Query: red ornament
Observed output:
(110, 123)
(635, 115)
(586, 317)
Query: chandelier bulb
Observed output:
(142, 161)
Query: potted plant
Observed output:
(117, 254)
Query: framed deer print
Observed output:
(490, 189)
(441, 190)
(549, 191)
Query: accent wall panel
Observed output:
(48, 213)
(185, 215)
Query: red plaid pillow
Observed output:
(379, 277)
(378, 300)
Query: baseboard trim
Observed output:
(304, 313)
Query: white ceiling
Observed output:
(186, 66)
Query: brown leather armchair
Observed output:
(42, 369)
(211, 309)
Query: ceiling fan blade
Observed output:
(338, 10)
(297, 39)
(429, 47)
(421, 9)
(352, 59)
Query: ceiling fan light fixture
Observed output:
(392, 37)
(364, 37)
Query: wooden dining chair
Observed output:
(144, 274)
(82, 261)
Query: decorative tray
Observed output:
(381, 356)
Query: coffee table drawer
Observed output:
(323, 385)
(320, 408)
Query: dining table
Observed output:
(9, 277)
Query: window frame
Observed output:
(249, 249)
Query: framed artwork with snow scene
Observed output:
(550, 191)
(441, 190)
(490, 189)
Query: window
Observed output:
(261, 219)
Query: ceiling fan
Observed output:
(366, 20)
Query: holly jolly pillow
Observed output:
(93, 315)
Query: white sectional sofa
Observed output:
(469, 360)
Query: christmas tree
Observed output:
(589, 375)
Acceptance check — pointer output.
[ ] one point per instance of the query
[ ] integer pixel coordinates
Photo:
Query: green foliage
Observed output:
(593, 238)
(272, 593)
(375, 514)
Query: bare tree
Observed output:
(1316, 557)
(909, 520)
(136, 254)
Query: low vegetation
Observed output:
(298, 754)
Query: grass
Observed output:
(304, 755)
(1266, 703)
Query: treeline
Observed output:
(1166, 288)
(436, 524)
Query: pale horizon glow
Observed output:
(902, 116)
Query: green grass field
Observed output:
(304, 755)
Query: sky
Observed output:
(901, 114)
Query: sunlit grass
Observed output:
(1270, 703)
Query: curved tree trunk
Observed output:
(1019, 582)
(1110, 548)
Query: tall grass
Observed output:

_ _ _ _ _ _ _

THE PROBLEM
The whole block of data above should be printed again verbatim.

ANSWER BOX
Query: red ornament
Observed output:
(110, 123)
(635, 115)
(586, 317)
Query: chandelier bulb
Observed output:
(142, 161)
Query: potted plant
Observed output:
(117, 254)
Query: framed deer print
Observed output:
(490, 189)
(441, 190)
(549, 191)
Query: accent wall panel
Observed output:
(48, 213)
(185, 215)
Query: red plaid pillow
Observed output:
(379, 277)
(378, 300)
Query: baseboard trim
Observed output:
(304, 313)
Query: white ceiling
Observed output:
(186, 66)
Query: brown leather armchair
Observed output:
(42, 369)
(211, 309)
Query: ceiling fan blade
Observed output:
(338, 10)
(297, 39)
(429, 47)
(421, 9)
(352, 59)
Query: ceiling fan light fixture
Observed output:
(392, 37)
(364, 37)
Query: wooden dining chair
Observed output:
(144, 274)
(82, 261)
Query: decorative tray
Observed output:
(381, 356)
Query: coffee table drawer
Observed output:
(323, 385)
(320, 408)
Query: dining table
Observed output:
(9, 277)
Query: window frame
Observed output:
(249, 249)
Query: framed artwork with snow scene
Observed output:
(550, 191)
(441, 190)
(490, 189)
Query: window
Observed output:
(261, 219)
Query: ceiling fan
Observed output:
(366, 20)
Query: holly jolly pillow
Observed output:
(93, 315)
Query: white sectional sofa
Observed output:
(469, 360)
Query: christmas tree
Observed output:
(589, 375)
Acceptance check — pointer output.
[ ] one point per instance of the query
[ ] integer pixel coordinates
Photo:
Query: green foliage
Observed output:
(593, 238)
(272, 593)
(375, 514)
Query: bare tree
Observed output:
(1316, 557)
(909, 520)
(136, 254)
Query: low vegetation
Observed output:
(298, 754)
Query: grass
Observed output:
(304, 755)
(1266, 703)
Query: treeline
Observed output:
(1166, 288)
(436, 524)
Query: pale horizon glow
Observed output:
(902, 116)
Query: green grass field
Observed output:
(304, 755)
Query: sky
Observed output:
(901, 114)
Query: sunlit grass
Observed output:
(1270, 703)
Query: curved tree trunk
Observed output:
(1019, 582)
(1110, 548)
Query: tall grass
Observed output:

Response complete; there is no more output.